- Required work: Set out every line of the data below as a Markdown table with two columns, Row and Line. Number the rows in order, and skip any blank lines.
::: Dataset entries
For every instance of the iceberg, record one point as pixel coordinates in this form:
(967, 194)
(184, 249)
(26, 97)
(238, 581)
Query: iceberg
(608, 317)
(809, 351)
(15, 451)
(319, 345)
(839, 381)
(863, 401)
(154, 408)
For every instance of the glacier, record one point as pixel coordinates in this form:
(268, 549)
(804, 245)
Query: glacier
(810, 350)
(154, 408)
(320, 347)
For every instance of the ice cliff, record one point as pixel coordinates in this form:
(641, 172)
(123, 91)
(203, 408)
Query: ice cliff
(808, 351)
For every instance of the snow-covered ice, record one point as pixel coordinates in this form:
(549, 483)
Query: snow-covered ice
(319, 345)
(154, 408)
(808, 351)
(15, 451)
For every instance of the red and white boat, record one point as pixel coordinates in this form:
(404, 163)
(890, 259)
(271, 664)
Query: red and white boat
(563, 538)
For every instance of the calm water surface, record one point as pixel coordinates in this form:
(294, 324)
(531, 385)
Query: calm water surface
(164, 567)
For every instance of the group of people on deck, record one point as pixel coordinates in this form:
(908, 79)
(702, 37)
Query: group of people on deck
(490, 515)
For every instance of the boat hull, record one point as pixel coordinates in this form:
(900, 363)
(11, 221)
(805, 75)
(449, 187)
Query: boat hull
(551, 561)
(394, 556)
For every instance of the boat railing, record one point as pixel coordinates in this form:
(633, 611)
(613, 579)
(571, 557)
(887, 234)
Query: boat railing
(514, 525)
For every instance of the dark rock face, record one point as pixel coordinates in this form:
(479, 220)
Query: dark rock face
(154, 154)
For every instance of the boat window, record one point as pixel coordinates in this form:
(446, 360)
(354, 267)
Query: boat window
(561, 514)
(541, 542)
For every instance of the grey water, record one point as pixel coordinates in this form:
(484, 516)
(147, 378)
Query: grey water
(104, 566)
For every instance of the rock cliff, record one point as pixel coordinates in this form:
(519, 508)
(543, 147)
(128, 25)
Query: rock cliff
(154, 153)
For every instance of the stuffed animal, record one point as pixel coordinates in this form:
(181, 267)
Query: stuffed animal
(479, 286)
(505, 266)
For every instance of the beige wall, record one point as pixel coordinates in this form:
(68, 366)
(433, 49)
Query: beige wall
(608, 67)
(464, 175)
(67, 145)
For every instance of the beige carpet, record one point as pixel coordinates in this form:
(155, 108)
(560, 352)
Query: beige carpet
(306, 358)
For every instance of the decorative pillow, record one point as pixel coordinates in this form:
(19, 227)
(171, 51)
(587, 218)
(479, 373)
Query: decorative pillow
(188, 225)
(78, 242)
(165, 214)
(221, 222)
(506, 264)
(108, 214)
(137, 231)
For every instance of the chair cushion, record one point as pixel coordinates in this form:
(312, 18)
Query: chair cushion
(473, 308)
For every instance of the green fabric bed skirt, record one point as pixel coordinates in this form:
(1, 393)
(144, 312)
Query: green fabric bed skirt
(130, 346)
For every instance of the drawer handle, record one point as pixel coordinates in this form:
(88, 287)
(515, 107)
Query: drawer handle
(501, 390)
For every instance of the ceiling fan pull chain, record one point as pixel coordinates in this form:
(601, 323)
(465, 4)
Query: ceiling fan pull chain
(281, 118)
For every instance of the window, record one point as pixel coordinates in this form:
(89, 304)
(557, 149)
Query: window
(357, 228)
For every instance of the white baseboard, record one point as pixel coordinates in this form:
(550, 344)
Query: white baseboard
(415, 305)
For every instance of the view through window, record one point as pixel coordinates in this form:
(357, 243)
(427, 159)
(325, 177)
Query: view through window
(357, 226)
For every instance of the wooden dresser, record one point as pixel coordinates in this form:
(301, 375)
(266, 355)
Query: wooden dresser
::::::
- The completed task:
| Row | Line |
|---|---|
| 1 | For every instance of the iceberg, record one point as pixel coordinates in this form: |
| 2 | (967, 194) |
| 3 | (184, 249) |
| 4 | (26, 97) |
| 5 | (238, 581) |
| 6 | Query: iceberg |
| 7 | (608, 317) |
| 8 | (809, 351) |
| 9 | (15, 451) |
| 10 | (319, 345) |
| 11 | (839, 381) |
| 12 | (863, 401) |
| 13 | (154, 408) |
| 14 | For every instance of the glacier, record one point as pixel coordinates in this form: |
| 15 | (268, 549) |
| 16 | (804, 245) |
| 17 | Query: glacier |
| 18 | (810, 350) |
| 19 | (154, 408) |
| 20 | (320, 347) |
| 21 | For every instance of the ice cliff, record one point as pixel coordinates in this form: |
| 22 | (641, 172) |
| 23 | (123, 91) |
| 24 | (203, 408) |
| 25 | Query: ice cliff |
| 26 | (808, 351) |
| 27 | For every instance of the snow-covered ice, record one point as pixel coordinates in this form: |
| 28 | (549, 483) |
| 29 | Query: snow-covered ice |
| 30 | (319, 345) |
| 31 | (154, 408) |
| 32 | (808, 351) |
| 33 | (15, 451) |
| 34 | For every instance of the red and white boat, record one point as pixel coordinates in this form: |
| 35 | (404, 163) |
| 36 | (890, 259) |
| 37 | (271, 664) |
| 38 | Query: red and white boat |
| 39 | (563, 538) |
| 40 | For every instance of the calm water surface, record one point as pixel coordinates in this form: |
| 41 | (294, 324) |
| 42 | (531, 385) |
| 43 | Query: calm water surface |
| 44 | (164, 567) |
| 45 | For every instance of the group of people on deck, record one point as pixel coordinates in this form: |
| 46 | (908, 79) |
| 47 | (702, 37) |
| 48 | Query: group of people on deck |
| 49 | (490, 515) |
| 50 | For every instance of the boat hull, record one point as pixel coordinates in this form: |
| 51 | (900, 363) |
| 52 | (11, 221) |
| 53 | (805, 75) |
| 54 | (449, 187) |
| 55 | Query: boat hull |
| 56 | (551, 561) |
| 57 | (394, 556) |
| 58 | For every instance of the boat railing, record one point as pixel coordinates in this form: |
| 59 | (633, 611) |
| 60 | (613, 579) |
| 61 | (571, 557) |
| 62 | (887, 234) |
| 63 | Query: boat railing |
| 64 | (514, 525) |
| 65 | For every instance of the dark rock face, record one point as pixel coordinates in this form: |
| 66 | (479, 220) |
| 67 | Query: dark rock face |
| 68 | (154, 154) |
| 69 | For every instance of the boat window, record one point as pixel coordinates in this form: |
| 70 | (446, 360) |
| 71 | (354, 267) |
| 72 | Query: boat window |
| 73 | (561, 514) |
| 74 | (541, 542) |
| 75 | For every instance of the grey water, record one point as pixel coordinates in this form: |
| 76 | (484, 516) |
| 77 | (147, 378) |
| 78 | Query: grey water |
| 79 | (104, 566) |
| 80 | For every instance of the rock cliff, record one point as pixel coordinates in this form: |
| 81 | (519, 508) |
| 82 | (543, 147) |
| 83 | (128, 25) |
| 84 | Query: rock cliff |
| 85 | (154, 153) |
| 86 | For every instance of the stuffed animal, record one point as pixel coordinates in this form: |
| 87 | (181, 267) |
| 88 | Query: stuffed animal |
| 89 | (479, 286) |
| 90 | (505, 266) |
| 91 | For every instance of the beige wall, record one point as pixel coordinates in this form: |
| 92 | (68, 366) |
| 93 | (433, 49) |
| 94 | Query: beige wall |
| 95 | (608, 67) |
| 96 | (464, 175) |
| 97 | (67, 145) |
| 98 | For every instance of the beige carpet, record one point as pixel coordinates in this form: |
| 99 | (155, 108) |
| 100 | (560, 352) |
| 101 | Query: beige carpet |
| 102 | (306, 358) |
| 103 | For every instance of the decorative pillow, record one point as pixel coordinates in this form: |
| 104 | (19, 227) |
| 105 | (171, 51) |
| 106 | (587, 218) |
| 107 | (479, 373) |
| 108 | Query: decorative pillow |
| 109 | (188, 225) |
| 110 | (78, 242) |
| 111 | (165, 214) |
| 112 | (221, 222) |
| 113 | (506, 264) |
| 114 | (108, 214) |
| 115 | (137, 231) |
| 116 | For every instance of the chair cushion, record one point as pixel coordinates in this form: |
| 117 | (312, 18) |
| 118 | Query: chair cushion |
| 119 | (473, 308) |
| 120 | For every instance of the green fabric bed skirt, record one point as pixel coordinates in this form: |
| 121 | (1, 393) |
| 122 | (144, 312) |
| 123 | Query: green fabric bed skirt |
| 124 | (130, 346) |
| 125 | For every instance of the drawer handle, record one point as pixel coordinates in this form: |
| 126 | (88, 287) |
| 127 | (515, 107) |
| 128 | Query: drawer handle |
| 129 | (501, 390) |
| 130 | For every instance of the ceiling fan pull chain, record one point as pixel coordinates in this form: |
| 131 | (601, 323) |
| 132 | (465, 4) |
| 133 | Query: ceiling fan pull chain |
| 134 | (281, 118) |
| 135 | For every instance of the window, record one point as pixel coordinates in this form: |
| 136 | (89, 304) |
| 137 | (557, 149) |
| 138 | Query: window |
| 139 | (357, 228) |
| 140 | For every instance of the white baseboard, record one point as pixel coordinates in this form: |
| 141 | (550, 344) |
| 142 | Query: white baseboard |
| 143 | (415, 305) |
| 144 | For every instance of the view through window, record one point as pixel coordinates in this form: |
| 145 | (357, 243) |
| 146 | (427, 159) |
| 147 | (325, 177) |
| 148 | Query: view through window |
| 149 | (357, 226) |
| 150 | For every instance of the wooden dresser, record one point as pixel coordinates in this form: |
| 151 | (301, 375) |
| 152 | (266, 355) |
| 153 | Query: wooden dresser |